* DATA ENTRIES
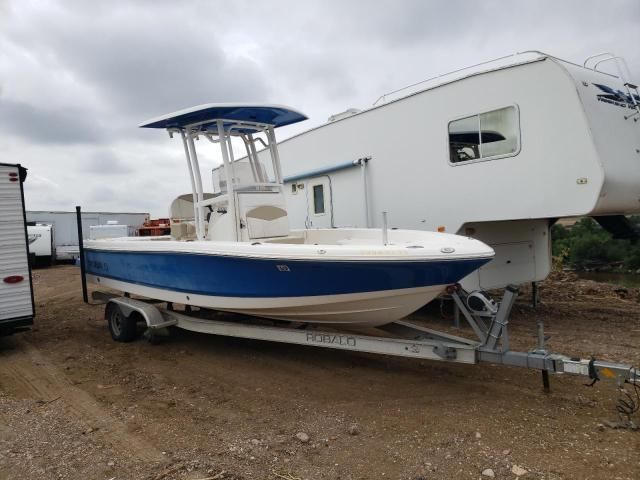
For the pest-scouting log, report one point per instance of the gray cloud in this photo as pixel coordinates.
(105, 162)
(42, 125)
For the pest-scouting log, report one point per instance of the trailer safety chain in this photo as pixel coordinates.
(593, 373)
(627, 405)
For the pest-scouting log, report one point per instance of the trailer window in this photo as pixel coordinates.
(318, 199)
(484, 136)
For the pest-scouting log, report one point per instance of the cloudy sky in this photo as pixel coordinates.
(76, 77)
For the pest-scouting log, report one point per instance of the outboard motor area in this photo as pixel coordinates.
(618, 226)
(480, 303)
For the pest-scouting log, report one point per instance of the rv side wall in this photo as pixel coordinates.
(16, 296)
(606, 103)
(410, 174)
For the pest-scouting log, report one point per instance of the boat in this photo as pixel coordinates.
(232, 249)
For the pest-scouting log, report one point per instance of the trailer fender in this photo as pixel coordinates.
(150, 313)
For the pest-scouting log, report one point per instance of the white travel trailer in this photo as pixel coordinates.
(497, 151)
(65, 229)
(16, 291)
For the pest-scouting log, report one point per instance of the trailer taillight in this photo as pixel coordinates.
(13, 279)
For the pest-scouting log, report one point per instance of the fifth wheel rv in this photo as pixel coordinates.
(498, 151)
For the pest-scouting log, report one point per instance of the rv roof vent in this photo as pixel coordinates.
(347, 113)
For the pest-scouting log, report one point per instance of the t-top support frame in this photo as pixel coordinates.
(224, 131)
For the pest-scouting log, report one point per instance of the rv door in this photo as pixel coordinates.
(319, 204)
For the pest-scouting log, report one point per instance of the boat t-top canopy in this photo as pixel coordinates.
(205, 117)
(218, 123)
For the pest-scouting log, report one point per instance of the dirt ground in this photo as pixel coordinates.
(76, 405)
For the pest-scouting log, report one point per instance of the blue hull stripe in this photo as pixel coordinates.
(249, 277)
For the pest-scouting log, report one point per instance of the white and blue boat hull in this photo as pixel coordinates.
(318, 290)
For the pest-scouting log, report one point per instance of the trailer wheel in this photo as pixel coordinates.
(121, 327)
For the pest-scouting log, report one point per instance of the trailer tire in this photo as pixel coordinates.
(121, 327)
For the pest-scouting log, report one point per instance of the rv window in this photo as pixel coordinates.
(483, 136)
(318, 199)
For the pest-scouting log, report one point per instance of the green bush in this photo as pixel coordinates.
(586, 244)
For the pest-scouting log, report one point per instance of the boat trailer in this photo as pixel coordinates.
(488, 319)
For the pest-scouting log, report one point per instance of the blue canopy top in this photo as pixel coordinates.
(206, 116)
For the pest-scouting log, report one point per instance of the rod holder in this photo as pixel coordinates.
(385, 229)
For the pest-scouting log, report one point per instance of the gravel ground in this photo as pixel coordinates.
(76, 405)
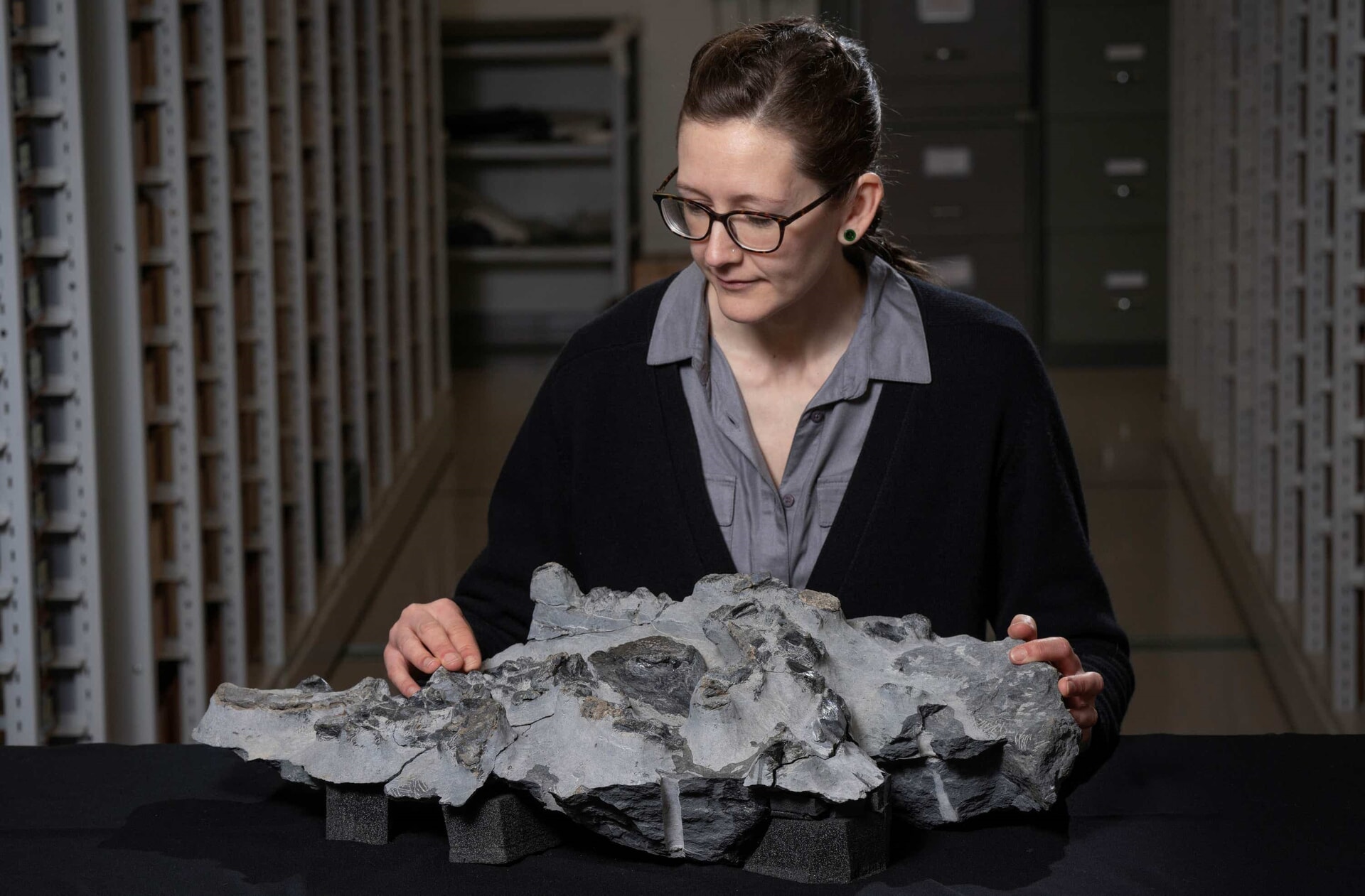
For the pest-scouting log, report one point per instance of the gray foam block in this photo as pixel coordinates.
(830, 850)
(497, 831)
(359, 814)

* WHAT TO WORK ON
Print every item above word for word, leaving out the pictures.

* CORRECT RESULT
For the pest-scouting log, report one point per instance of the gray cloud in this photo as pixel coordinates.
(105, 162)
(42, 125)
For the pest-scouting log, report one point per instance of the trailer safety chain in this photo as pixel coordinates.
(593, 373)
(627, 405)
For the pest-scouting log, report one point per instance of the trailer window in this photo as pixel coordinates.
(318, 199)
(484, 136)
For the pest-scouting log, report one point per instance of the cloudy sky in this photo as pixel coordinates.
(76, 77)
For the pest-scouting log, report one point per instance of the outboard motor area in this photo as pixel coordinates.
(618, 226)
(480, 303)
For the pest-scouting log, report one point per instance of the rv side wall in this photo as pixel coordinates.
(16, 296)
(606, 103)
(410, 174)
For the pest-scouting log, report one point per instance of the boat in this photo as pixel coordinates.
(232, 249)
For the pest-scouting log, report one point per instance of the trailer fender in this photo as pixel coordinates.
(150, 313)
For the pest-scouting log, report one point per instance of the white travel trailer in this photo as pixel coordinates.
(497, 151)
(65, 229)
(16, 291)
For the pest-scouting log, report one point per instance of the trailer taillight in this photo as pixel coordinates.
(13, 279)
For the pest-scouting log, report one point per instance of the fifth wheel rv in this photo as pixel coordinates.
(498, 151)
For the pest-scouting log, report one point per instance of the rv roof vent in this photo as pixel coordinates.
(347, 113)
For the pest-scouting log, report one point per instance of the t-top support frame in this photo as pixel coordinates.
(224, 131)
For the pest-scouting log, report one point per instance of the rv door in this photo as pixel coordinates.
(319, 204)
For the pest-scouting log, report one point per instance of the boat t-top canopy in this photo as pixel coordinates.
(205, 117)
(218, 123)
For the pest-scouting log, report one point per instance of the dirt ground in this photo as pixel coordinates.
(76, 405)
For the pest-scouting log, report one point per instance of the blue hull stripe in this photo as pixel coordinates.
(249, 277)
For the pest-scouting log, report one point per instance of the white and blue boat hull in this photo as pixel coordinates.
(318, 290)
For the pest-scouting log, report one point per instance of the trailer wheel in this photo as pixel coordinates.
(121, 327)
For the pest-scouting log, report one point per instance of the trailer tire in this photo as pixel coordinates.
(121, 327)
For the pest-scouting log, report one point per instance of the rv window in this photo as pixel coordinates.
(483, 136)
(318, 199)
For the pest-scouting log, report one point per instance of the green bush in this photo as pixel coordinates.
(586, 244)
For the pest-scouting log, report one point per instance of the boat trailer in this photo as pixel coordinates.
(488, 319)
For the pest-scouting log, report one point per instance of the blue canopy top in this photo as pixel coordinates.
(206, 116)
For the pest-scouting log, report one point per instance of the rod holder in this photo as pixel coordinates.
(385, 229)
For the pest-scouting log, report one point per instance of the gravel ground in this photo as pixel coordinates.
(76, 405)
For the pest-scouting log, report one point per instance of the gray foam block in this photo as pixel coordinates.
(830, 850)
(497, 831)
(359, 814)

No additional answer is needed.